**PROBLEM TO SOLVE**.
Output the passage of the Netflix account post that begins at the words "Netflix doesn't want" and stops after "keep it around.", reproduced character for character.
Start of TEXT SEGMENT
Netflix doesn't want me to get my own account

I’ve been actively trying to stop sharing with my family. I want my own account! But Netflix provides a terrible experience for doing that. There is currently no way to migrate my history and preferences to a new account. The profile transfer feature is currently unavailable in this country, so in order to get my own account I need to not only pay them, but also start over with years of history and preferences.

Netflix seems to recognize that the data that it associates with me has value; they did after all famously run that $1M contest back in the day to improve recommendations. So it’s not just that this data has value to them, but also it has value to me. I’m surprised they don’t think I’d want to keep it around.

Why not start with the low-lying fruit? let people move their darn profiles to a new account! I bet they’d get some switchers even without adding the “incentive” of a penalty for password sharing.

It reminds me of the piracy “debate”. For me, it’s easier and more convenient to stay sharing an account, even though I would be willing to pay for a new one. They’re giving me a negative reason to buy. Yet they’re focusing on enforcement, assuming I’m just a mooch. But I want out! Just make it easy for me to switch!
End of TEXT SEGMENT
Start of SOURCE DATA
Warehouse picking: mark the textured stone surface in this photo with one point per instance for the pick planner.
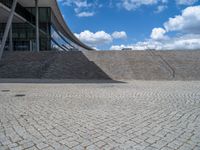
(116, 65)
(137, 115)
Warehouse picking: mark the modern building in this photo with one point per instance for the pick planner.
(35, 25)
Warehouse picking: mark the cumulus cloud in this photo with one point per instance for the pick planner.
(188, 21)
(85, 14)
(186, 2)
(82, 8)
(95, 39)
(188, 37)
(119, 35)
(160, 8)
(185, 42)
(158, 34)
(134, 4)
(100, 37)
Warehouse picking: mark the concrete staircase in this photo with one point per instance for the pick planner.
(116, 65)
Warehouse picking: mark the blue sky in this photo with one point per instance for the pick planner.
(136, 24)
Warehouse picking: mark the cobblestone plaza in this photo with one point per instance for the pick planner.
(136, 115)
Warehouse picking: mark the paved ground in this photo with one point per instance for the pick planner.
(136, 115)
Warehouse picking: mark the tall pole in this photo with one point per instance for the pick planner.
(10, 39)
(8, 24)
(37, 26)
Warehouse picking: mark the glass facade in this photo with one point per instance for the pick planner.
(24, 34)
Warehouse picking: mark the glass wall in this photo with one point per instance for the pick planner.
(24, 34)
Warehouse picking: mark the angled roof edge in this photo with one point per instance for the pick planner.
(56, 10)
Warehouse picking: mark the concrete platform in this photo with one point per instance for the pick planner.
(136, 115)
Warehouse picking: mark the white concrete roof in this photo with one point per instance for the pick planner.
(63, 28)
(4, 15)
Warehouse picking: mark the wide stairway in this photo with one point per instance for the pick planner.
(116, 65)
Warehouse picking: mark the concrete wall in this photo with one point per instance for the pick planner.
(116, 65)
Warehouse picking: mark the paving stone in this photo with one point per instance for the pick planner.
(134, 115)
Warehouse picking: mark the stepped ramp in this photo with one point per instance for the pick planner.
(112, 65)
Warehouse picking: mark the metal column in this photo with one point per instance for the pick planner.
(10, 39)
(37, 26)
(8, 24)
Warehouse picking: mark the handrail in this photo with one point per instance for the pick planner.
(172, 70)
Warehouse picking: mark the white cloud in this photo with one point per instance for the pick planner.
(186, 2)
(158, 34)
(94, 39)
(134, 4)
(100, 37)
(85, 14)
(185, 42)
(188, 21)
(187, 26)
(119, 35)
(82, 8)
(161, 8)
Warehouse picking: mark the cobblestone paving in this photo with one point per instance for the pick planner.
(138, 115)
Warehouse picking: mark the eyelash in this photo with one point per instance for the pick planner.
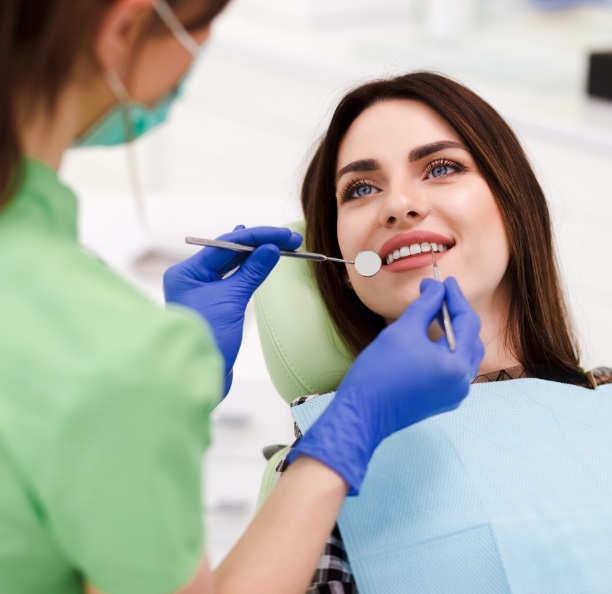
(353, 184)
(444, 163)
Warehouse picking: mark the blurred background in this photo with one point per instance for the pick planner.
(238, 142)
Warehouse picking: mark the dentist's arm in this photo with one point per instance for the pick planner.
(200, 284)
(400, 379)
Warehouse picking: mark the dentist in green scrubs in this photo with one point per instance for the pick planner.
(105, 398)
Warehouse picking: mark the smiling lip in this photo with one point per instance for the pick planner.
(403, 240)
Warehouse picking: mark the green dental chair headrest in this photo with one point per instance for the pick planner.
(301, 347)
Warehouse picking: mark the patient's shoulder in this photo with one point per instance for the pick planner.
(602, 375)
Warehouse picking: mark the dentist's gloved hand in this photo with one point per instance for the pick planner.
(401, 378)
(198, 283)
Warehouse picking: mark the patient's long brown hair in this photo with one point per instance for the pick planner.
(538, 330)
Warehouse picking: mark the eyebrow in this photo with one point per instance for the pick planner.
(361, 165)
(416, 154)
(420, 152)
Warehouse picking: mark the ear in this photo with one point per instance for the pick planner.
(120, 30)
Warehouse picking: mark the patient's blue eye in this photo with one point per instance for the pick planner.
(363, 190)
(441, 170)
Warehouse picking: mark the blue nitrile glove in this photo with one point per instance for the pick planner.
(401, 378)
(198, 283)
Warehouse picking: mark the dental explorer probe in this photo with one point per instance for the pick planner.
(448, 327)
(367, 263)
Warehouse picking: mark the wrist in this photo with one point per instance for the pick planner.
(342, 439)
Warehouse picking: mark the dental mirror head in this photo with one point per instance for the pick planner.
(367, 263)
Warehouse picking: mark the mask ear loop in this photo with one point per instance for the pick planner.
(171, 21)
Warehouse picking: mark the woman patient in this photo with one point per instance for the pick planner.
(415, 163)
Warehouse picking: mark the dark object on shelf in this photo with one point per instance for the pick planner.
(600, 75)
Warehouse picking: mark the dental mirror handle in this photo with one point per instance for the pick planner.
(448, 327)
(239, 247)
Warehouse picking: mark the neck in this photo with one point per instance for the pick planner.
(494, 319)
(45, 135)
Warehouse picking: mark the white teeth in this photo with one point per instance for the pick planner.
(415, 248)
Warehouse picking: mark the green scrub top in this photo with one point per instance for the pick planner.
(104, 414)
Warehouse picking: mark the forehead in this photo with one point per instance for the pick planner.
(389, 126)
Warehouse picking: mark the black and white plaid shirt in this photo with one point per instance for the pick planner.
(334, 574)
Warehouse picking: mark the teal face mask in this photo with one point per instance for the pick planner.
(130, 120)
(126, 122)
End of SOURCE DATA
Start of SOURCE DATA
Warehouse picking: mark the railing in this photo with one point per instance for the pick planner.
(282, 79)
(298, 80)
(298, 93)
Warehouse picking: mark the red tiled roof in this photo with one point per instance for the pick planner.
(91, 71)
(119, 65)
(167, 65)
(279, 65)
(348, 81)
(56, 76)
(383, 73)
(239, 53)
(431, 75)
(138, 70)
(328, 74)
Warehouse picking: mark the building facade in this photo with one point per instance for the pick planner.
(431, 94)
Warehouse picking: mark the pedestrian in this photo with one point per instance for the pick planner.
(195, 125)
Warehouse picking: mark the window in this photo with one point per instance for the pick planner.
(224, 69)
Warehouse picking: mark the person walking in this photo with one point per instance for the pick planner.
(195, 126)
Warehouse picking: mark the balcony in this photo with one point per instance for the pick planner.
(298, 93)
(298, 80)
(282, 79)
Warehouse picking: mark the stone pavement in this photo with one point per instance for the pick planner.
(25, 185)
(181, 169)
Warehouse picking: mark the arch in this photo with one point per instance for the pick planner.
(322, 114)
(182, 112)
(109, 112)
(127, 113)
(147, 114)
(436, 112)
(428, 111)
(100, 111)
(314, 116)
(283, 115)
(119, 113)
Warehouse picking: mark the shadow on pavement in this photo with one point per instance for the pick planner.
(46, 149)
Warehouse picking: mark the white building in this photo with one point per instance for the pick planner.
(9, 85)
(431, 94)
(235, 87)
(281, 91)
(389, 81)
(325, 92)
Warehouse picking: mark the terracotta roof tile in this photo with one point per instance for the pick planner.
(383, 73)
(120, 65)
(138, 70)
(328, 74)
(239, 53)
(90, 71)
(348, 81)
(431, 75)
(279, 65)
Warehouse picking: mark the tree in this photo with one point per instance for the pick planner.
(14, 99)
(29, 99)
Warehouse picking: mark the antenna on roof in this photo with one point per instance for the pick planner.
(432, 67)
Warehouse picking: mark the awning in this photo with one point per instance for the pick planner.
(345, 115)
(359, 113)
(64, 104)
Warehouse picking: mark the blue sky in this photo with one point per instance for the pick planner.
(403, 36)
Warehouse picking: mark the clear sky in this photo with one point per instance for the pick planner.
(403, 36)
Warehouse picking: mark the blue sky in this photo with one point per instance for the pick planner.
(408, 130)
End of SOURCE DATA
Start of SOURCE DATA
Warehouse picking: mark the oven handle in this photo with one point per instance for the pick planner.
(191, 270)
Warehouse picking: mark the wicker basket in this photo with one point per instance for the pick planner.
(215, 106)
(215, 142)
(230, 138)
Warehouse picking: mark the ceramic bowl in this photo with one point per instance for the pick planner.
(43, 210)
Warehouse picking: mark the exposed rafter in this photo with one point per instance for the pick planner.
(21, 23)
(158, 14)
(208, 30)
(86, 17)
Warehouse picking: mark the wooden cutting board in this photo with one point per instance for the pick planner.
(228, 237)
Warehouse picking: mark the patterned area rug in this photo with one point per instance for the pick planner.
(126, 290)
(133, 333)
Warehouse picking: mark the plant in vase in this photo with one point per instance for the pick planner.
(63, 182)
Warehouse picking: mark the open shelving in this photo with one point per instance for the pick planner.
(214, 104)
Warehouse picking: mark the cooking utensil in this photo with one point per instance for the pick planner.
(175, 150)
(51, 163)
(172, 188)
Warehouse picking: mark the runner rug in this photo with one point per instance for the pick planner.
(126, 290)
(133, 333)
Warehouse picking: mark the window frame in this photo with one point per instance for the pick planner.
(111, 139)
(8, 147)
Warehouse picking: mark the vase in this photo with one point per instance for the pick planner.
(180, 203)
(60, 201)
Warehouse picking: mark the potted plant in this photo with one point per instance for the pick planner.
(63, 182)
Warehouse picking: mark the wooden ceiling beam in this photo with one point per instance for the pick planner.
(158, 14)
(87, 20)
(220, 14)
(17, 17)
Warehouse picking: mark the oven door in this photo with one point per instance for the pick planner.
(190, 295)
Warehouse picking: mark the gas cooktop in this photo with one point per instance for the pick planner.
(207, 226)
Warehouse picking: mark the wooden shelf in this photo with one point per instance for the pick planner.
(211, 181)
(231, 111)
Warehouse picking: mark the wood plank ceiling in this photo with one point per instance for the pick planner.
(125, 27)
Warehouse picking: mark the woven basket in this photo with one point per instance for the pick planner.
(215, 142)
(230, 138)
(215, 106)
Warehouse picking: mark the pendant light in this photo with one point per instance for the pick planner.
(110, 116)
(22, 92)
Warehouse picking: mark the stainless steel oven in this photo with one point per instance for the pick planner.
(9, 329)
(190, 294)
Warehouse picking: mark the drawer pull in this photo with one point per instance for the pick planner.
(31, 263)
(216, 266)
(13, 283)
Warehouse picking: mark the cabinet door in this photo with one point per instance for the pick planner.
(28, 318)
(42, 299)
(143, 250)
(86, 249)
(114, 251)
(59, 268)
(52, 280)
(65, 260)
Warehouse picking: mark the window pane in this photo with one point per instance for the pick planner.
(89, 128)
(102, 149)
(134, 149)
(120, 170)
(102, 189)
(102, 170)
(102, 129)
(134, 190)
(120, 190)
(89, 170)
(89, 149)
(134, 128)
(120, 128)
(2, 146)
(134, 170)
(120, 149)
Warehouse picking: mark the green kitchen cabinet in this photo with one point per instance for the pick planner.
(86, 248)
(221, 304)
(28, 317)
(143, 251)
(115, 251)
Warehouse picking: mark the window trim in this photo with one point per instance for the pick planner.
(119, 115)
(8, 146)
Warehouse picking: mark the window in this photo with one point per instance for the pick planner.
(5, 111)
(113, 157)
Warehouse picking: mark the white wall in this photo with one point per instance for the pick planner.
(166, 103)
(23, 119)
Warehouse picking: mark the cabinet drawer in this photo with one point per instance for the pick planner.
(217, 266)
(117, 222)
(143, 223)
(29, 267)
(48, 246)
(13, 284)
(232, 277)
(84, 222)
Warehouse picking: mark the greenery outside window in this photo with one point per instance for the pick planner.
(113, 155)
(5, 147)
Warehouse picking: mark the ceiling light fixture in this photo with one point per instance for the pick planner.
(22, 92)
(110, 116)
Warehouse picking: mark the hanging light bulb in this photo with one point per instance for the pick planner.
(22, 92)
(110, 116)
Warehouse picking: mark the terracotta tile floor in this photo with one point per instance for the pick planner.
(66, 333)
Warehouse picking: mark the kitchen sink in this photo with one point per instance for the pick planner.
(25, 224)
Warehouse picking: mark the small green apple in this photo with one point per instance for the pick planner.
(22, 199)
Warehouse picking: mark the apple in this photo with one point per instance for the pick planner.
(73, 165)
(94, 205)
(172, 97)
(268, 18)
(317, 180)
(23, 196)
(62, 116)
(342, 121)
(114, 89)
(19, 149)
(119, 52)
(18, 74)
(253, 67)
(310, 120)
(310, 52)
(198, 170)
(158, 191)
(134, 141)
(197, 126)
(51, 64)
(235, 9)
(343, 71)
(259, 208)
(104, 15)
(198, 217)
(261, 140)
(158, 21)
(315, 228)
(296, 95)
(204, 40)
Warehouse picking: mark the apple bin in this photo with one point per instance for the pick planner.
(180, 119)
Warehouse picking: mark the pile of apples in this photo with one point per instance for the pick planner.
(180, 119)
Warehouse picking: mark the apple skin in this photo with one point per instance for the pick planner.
End of SOURCE DATA
**ANSWER SECTION**.
Netflix doesn't want me to get my own account

I’ve been actively trying to stop sharing with my family. I want my own account! But Netflix provides a terrible experience for doing that. There is currently no way to migrate my history and preferences to a new account. The profile transfer feature is currently unavailable in this country, so in order to get my own account I need to not only pay them, but also start over with years of history and preferences.

Netflix seems to recognize that the data that it associates with me has value; they did after all famously run that $1M contest back in the day to improve recommendations. So it’s not just that this data has value to them, but also it has value to me. I’m surprised they don’t think I’d want to keep it around.